# WRITTEN REQUEST:
Rewrite the listing from the line containing "sky and record the pixel coordinates." down to the line containing "(1259, 599)", adding 134 to both numbers of every pixel coordinate pair and keeping all other lines as they are.

# INPUT RECORDS:
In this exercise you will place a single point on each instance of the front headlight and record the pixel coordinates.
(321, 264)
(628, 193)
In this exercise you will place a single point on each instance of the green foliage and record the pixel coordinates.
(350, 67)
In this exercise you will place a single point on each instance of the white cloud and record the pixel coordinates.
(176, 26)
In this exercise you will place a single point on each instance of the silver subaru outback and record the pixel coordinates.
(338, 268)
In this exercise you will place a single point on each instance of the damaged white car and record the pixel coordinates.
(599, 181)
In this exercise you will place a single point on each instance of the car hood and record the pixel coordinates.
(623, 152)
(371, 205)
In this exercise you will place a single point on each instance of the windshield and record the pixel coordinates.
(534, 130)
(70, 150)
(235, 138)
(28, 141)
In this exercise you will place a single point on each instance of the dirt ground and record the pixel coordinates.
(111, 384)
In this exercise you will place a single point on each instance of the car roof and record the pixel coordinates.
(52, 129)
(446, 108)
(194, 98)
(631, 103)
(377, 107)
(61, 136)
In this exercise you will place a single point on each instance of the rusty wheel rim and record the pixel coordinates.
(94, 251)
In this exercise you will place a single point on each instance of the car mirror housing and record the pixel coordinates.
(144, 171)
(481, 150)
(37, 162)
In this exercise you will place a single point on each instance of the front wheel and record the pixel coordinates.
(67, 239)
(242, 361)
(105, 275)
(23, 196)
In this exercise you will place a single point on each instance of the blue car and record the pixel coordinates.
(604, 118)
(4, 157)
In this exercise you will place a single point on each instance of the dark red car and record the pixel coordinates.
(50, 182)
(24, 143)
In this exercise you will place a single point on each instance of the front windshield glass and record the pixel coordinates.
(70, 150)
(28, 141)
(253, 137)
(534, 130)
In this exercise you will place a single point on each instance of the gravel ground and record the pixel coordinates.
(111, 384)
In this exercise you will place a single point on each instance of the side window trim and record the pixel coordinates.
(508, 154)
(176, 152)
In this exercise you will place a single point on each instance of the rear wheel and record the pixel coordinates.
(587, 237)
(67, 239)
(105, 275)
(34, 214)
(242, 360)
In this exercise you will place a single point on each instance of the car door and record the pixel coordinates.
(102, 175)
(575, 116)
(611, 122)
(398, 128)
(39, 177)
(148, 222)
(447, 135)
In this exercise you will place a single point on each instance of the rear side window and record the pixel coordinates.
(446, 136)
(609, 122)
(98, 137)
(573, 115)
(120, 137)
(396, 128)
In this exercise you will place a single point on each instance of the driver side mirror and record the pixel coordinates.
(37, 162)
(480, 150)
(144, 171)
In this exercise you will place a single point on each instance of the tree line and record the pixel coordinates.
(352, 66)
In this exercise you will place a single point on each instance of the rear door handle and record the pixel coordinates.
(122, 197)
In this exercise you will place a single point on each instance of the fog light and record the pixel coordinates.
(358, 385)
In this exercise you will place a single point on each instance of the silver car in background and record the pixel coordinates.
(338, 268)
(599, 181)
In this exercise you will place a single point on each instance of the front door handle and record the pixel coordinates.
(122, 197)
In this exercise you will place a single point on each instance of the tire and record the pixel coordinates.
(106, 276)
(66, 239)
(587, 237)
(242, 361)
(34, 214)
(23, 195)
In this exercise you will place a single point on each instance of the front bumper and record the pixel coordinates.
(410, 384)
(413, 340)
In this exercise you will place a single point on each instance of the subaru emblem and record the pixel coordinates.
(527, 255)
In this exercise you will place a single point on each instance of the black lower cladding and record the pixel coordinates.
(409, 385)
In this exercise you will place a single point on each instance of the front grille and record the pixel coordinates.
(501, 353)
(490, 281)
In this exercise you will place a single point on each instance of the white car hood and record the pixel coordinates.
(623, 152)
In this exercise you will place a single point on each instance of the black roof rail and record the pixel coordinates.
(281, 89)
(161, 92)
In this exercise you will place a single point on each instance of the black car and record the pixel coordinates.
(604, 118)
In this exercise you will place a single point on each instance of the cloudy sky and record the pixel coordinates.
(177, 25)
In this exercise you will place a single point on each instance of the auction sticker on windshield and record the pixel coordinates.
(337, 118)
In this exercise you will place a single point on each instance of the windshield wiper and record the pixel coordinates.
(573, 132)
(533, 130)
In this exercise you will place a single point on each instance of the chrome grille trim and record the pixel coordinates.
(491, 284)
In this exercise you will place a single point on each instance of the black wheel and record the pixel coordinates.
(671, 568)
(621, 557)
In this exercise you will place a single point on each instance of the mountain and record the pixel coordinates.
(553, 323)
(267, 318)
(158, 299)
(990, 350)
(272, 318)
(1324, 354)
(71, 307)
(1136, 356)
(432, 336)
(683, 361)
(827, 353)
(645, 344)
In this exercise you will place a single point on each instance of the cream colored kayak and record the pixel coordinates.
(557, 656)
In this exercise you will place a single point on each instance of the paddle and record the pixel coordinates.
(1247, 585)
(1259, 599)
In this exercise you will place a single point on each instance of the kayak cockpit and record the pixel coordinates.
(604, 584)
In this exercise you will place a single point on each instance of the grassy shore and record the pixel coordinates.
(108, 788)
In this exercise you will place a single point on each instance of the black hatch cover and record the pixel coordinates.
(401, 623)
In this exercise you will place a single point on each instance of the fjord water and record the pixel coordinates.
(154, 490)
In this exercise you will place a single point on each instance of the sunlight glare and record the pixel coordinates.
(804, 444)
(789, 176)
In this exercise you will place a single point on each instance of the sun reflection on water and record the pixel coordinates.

# FINISHED TASK:
In this exercise you will place a single point on each instance of the cloudy sky and record the pixel coordinates.
(311, 159)
In this exercise you will place a single point on each instance of the auction sticker on windshield and record the pixel coordinates.
(471, 252)
In this exercise you will place a single point on each instance of the windshield wiper and record the pixel coordinates.
(707, 266)
(667, 264)
In this exercise you will place a single point on each instance of the chrome grille trim and record the pixel coordinates.
(625, 418)
In this exercise you will place a single point on each instance of the black wheel and record the pixel coordinates.
(805, 702)
(755, 691)
In this exercise you will place a single point on each instance of the mountain and record the pixel coordinates.
(687, 457)
(401, 452)
(292, 433)
(1124, 484)
(406, 452)
(1458, 488)
(205, 441)
(1270, 490)
(566, 470)
(817, 495)
(961, 487)
(779, 478)
In this exercise you will place a single point on each instance of the cream colored kayak and record the pixel coordinates.
(691, 790)
In this exercise you will place a single point on each instance of the paddle and record the pixel coordinates.
(1381, 719)
(1393, 733)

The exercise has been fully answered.